Problem ::
Work through the data line by line, gathering every line that has the word "shower".

Data for this task ::
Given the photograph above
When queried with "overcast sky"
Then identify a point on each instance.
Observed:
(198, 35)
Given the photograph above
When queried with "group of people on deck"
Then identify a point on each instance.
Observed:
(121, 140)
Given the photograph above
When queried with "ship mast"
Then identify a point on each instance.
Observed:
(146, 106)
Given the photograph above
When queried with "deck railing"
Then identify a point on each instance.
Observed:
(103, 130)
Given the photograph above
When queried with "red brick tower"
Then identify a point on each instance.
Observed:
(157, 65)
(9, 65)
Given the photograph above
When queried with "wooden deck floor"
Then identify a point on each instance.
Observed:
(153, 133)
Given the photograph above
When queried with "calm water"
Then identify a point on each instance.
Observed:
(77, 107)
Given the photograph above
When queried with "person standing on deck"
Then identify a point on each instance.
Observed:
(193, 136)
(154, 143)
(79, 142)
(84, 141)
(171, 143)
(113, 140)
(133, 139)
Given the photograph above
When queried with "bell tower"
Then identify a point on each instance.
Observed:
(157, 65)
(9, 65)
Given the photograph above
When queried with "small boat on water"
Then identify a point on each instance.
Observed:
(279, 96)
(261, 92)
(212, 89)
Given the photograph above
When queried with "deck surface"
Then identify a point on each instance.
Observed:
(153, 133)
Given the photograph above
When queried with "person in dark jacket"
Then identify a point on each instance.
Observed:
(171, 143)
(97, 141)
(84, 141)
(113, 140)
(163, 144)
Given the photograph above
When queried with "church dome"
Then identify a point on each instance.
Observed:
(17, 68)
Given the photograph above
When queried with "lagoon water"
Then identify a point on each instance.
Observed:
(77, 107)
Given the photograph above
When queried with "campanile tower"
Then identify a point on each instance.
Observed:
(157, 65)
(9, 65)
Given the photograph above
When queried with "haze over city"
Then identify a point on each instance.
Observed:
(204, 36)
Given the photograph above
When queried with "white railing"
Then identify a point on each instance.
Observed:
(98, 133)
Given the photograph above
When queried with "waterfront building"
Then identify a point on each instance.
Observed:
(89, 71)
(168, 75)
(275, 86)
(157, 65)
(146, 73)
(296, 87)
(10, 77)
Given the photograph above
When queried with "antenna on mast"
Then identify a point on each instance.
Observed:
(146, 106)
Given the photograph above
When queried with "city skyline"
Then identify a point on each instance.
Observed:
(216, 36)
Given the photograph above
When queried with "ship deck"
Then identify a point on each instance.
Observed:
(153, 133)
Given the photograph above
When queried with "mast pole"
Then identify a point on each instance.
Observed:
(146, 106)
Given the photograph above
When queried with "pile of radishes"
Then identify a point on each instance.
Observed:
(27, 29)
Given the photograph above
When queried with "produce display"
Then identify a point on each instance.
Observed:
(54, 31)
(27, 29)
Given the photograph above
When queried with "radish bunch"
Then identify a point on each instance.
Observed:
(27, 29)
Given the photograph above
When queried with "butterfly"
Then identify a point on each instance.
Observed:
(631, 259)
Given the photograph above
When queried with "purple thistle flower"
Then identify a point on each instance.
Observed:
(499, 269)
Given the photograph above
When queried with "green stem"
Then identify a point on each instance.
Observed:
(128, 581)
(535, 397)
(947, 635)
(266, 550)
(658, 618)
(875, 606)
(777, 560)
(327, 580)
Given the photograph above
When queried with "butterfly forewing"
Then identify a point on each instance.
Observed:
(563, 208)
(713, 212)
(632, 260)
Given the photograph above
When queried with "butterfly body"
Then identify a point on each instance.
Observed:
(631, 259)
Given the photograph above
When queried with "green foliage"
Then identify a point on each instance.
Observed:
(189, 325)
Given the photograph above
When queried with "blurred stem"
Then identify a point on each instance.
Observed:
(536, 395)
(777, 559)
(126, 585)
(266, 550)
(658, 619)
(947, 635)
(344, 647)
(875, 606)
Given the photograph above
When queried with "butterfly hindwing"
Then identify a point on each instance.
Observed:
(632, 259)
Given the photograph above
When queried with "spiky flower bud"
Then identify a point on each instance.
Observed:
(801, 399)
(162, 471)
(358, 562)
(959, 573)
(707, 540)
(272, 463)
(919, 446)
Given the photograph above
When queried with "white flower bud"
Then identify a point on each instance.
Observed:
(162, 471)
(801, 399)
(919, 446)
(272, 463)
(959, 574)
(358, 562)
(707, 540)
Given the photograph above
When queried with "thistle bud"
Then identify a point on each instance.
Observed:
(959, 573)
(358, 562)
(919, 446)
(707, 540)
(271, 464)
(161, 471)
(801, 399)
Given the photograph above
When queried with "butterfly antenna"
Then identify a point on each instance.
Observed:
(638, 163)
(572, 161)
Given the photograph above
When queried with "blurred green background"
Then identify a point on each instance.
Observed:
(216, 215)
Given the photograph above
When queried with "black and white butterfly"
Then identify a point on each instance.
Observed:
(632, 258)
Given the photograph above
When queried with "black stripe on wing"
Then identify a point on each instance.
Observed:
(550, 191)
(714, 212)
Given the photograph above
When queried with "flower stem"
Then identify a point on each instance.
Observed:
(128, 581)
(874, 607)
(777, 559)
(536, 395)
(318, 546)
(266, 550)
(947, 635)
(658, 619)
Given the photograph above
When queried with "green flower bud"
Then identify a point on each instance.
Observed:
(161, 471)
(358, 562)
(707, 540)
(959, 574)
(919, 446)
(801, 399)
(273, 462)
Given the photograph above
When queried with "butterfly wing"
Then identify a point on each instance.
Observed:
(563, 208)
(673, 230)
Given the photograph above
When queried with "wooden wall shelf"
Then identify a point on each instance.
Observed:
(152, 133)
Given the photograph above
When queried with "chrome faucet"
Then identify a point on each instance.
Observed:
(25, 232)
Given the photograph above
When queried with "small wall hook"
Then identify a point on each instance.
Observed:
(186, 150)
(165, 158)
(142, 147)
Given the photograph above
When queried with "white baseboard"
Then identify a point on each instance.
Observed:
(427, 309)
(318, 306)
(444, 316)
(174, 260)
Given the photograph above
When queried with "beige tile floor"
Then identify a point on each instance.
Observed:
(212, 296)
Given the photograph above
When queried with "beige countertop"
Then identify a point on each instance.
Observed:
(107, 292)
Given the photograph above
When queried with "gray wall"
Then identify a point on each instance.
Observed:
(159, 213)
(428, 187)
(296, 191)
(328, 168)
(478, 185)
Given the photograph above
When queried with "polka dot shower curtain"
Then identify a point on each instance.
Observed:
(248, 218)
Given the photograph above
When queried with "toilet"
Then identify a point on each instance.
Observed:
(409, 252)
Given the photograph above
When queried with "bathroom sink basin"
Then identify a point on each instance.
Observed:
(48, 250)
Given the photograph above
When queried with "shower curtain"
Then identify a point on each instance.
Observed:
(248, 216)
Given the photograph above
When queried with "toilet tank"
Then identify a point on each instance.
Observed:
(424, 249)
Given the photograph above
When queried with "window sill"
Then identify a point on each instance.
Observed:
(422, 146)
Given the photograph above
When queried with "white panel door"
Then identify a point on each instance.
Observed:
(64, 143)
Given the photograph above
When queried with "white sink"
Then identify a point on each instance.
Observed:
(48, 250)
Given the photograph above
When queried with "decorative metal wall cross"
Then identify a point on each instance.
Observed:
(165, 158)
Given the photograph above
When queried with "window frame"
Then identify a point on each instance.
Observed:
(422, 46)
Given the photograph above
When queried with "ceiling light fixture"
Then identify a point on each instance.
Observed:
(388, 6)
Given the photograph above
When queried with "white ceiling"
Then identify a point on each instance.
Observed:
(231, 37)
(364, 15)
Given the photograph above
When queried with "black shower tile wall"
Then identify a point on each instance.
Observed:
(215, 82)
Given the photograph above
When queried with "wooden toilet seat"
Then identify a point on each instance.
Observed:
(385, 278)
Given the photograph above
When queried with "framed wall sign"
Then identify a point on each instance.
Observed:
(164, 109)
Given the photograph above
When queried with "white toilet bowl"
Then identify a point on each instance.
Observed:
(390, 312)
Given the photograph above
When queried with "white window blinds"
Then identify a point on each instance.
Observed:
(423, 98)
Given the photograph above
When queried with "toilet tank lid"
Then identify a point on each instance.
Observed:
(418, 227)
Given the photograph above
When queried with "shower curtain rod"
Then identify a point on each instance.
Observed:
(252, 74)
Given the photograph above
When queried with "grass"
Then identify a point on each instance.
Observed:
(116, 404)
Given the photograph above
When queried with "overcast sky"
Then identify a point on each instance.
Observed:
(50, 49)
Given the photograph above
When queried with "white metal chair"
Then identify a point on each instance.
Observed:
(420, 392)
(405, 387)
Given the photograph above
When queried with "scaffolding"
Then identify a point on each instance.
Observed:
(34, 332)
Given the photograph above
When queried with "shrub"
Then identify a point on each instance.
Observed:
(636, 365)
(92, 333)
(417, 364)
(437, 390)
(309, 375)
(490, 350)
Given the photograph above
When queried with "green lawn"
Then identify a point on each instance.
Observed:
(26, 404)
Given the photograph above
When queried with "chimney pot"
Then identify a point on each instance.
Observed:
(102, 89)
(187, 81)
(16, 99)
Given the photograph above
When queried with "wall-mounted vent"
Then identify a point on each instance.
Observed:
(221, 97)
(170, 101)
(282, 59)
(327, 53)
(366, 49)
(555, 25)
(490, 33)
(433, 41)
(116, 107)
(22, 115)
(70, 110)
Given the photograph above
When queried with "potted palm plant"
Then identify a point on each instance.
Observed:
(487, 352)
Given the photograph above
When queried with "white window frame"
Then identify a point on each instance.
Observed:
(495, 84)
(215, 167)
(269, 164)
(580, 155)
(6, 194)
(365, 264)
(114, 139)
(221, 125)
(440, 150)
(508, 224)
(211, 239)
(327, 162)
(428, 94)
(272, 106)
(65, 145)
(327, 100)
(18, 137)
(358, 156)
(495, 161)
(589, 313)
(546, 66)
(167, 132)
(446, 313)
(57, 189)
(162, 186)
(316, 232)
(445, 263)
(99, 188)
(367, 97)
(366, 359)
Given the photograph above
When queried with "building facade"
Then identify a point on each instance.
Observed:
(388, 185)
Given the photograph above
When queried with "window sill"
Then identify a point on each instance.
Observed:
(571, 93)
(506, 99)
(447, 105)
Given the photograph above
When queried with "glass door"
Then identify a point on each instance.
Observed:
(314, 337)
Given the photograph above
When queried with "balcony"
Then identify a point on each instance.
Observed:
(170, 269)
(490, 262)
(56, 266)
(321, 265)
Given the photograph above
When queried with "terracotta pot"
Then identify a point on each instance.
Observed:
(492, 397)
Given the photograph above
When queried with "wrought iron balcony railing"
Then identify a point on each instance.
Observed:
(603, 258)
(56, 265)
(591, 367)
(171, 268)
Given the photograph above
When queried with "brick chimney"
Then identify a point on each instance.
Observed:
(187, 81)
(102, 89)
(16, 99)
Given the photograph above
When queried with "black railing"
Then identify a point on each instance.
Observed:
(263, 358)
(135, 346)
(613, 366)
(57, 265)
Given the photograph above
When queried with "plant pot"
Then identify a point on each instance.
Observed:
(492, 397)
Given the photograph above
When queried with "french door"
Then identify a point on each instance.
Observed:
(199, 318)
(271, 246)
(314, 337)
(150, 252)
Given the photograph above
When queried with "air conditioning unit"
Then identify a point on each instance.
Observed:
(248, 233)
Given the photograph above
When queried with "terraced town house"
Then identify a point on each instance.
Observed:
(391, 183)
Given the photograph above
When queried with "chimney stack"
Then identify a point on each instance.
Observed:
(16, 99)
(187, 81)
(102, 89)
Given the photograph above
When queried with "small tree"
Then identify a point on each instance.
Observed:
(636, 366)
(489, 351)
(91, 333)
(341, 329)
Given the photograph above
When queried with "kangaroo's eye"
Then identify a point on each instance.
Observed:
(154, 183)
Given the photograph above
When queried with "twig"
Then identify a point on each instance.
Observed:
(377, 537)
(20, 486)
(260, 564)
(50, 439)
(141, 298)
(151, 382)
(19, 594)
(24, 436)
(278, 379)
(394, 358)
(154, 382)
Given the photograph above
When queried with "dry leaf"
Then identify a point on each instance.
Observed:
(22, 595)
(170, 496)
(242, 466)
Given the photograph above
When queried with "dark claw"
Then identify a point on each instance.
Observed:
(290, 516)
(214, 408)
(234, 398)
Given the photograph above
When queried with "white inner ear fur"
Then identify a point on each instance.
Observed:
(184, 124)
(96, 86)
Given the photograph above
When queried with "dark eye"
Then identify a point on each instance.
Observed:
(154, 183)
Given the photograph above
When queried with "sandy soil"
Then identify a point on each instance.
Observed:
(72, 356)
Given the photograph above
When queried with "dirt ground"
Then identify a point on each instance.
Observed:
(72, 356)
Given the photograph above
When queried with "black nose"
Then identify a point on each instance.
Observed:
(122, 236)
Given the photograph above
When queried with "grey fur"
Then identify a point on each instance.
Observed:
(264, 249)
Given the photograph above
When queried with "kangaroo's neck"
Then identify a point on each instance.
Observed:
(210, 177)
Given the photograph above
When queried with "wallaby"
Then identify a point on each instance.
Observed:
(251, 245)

Result for this exercise ::
When queried with "polka dot shower curtain"
When queried with "shower curtain"
When queried with "black shower tile wall"
When queried with "shower curtain rod"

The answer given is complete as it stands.